__抜粋__
---
ブラジルの中央銀行が昨年10月に基準となる政策金利を過去最低の7.25%に引き下げた時、それはジルマ・ルセフ大統領にとっての政治的勝利として称賛され、高い借り入れコストに長く苦しんできた国に新しい時代の到来を告げるものとなった。だが、今年4月まで金利を据え置いた後、ブラジルは5回連続で金利を引き上げ、27日にはさらに金利を0.5%引き上げて10%とし、ほぼ2年ぶりに2ケタ台に押し上げると予想されていた*1。
「利上げはジルマにとって敗北として受け止められているが、年央の抗議行動を受けて、彼女はインフレ昂進の方が大きな敗北になると考え、2つの悪い事柄のうちマシな方を選んだのだと思う」と、ブラジルの教育研究機関であるインスペール(Insper)のマクロ経済・金融担当教授マルセロ・モウラ氏は言う。
「ブラジルが低インフレと4~5%の成長を達成していたら、市民がこれまでのように街頭に出て抗議行動を起こすことはなかったのではないか」
---
__抽出エントリ__
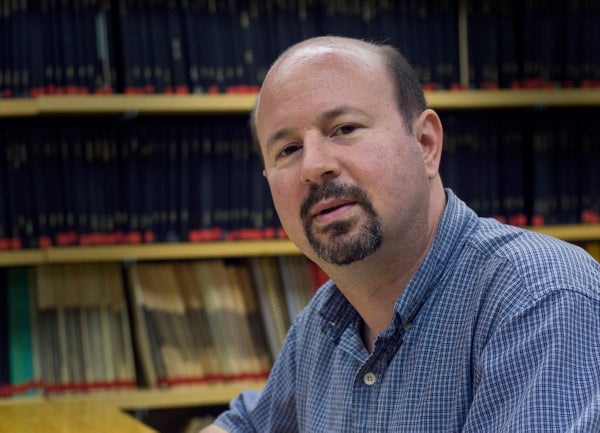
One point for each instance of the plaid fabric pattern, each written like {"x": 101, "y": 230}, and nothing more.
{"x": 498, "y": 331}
---
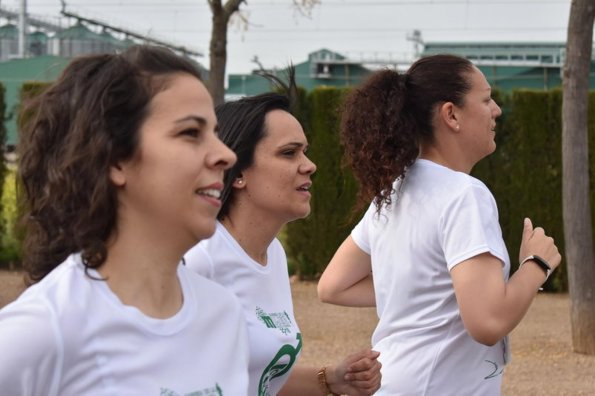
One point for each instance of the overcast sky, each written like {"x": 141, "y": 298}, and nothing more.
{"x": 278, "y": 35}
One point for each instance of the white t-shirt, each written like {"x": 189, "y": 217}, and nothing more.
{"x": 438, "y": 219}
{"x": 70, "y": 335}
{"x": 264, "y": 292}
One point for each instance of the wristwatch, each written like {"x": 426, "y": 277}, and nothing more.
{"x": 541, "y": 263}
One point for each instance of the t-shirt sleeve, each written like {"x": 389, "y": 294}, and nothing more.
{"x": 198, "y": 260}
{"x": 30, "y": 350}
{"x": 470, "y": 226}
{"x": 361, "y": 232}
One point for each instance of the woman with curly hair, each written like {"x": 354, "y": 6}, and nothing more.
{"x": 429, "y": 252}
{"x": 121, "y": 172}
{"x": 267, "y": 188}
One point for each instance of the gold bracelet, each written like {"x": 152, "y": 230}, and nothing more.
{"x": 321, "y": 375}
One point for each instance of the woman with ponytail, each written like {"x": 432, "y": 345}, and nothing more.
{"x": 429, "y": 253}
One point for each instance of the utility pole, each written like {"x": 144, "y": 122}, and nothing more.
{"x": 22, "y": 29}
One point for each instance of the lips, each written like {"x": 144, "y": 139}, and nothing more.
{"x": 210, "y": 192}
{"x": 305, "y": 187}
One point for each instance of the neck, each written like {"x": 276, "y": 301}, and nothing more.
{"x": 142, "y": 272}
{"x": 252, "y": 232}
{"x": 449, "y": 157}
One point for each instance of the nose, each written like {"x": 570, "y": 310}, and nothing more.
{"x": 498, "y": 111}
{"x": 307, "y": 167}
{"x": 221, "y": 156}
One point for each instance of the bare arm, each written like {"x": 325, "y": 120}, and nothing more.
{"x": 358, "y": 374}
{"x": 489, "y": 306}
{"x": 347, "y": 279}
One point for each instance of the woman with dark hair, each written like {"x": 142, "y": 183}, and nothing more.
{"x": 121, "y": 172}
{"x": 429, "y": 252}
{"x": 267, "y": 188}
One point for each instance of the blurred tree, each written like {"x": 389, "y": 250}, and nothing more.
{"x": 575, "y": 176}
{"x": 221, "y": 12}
---
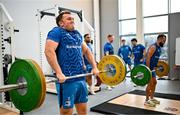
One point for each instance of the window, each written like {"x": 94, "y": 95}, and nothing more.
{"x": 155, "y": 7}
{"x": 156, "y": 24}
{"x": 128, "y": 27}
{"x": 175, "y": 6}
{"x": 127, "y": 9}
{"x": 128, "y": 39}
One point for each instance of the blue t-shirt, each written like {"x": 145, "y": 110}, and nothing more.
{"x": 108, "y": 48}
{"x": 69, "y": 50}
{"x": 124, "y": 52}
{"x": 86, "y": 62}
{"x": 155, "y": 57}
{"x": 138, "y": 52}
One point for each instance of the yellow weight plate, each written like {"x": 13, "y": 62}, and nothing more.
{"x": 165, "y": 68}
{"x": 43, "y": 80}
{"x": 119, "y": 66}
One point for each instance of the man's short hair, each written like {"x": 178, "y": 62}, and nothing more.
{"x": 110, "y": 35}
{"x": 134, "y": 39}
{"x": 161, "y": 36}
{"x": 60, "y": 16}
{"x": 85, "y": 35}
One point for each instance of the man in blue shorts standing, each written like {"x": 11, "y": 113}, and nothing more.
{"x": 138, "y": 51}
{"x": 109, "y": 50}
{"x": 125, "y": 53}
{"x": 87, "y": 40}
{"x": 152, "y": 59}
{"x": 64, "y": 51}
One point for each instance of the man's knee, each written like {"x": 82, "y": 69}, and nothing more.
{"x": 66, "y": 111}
---
__目的__
ブラジルの金利についての文章を、最後の文の後から書き続けよ。 エントリは、ブラジルの金利についての文章とは別の資料である。

__解答__
年間インフレ率は今年3月と6月に、ブラジルが許容幅とする上限の6.5%を突破した。これは、最も貧しい家庭に最も大きな打撃を与えた食料品価格の急騰の結果でもあり、現在は5.8%になっている。2009年以降、インフレ率が4.5%の目標近くで年末を迎えたことはない。これは、ブラジルの発展の土台となってきたインフレ目標制度を乱用していると与党労働者党を非難する投資家たちの懸念材料でもある。そのため、ブラジルが今年金融政策を転換したことは、それを中央銀行の自主性が拡大した兆候と見なす多くの人たちに歓迎されている。
中央銀行のアレシャンドレ・トンビニ総裁は、中立的な実質金利――インフレ率を引いた後の、景気を刺激も抑制もしない金利――が約5%であると表明しており、総裁が6%近いインフレ率を相殺するために11%近い政策金利を望んでいることがうかがえる。持続的な成長を促すことを目標とする国々のグループ、経済協力開発機構(OECD)によれば、引き締めサイクルは「正しい方向への一歩」だという。
OECDは10月の報告書の中で、ブラジル中央銀行には正式な独立性が与えられるべきだと述べた。だが、サンパウロのブラジルみずほ銀行のチーフストラテジスト、ルチアノ・ロスタグノ氏は、このサイクルは単に国際的な要因と中央銀行を支配し続ける政府による戦略変更の結果に過ぎないと言う。
期待通りにはいかない民間投資の呼び込み
金利を過去最低水準まで引き下げることで、政府は民間投資を呼び込み、20%足らずという非常に低いブラジルの対GDP(国内総生産)投資比率を押し上げることを期待していた。だが、経済に対する国の介入を減らすことや、民間金融機関より低い金利で資金を貸し出すことで国内市場を支配するブラジルの国営銀行、国立経済社会開発銀行(BNDES)への依存度を下げることを渋る政府の姿勢もあって、期待された数十億ドルの投資は実現しなかった。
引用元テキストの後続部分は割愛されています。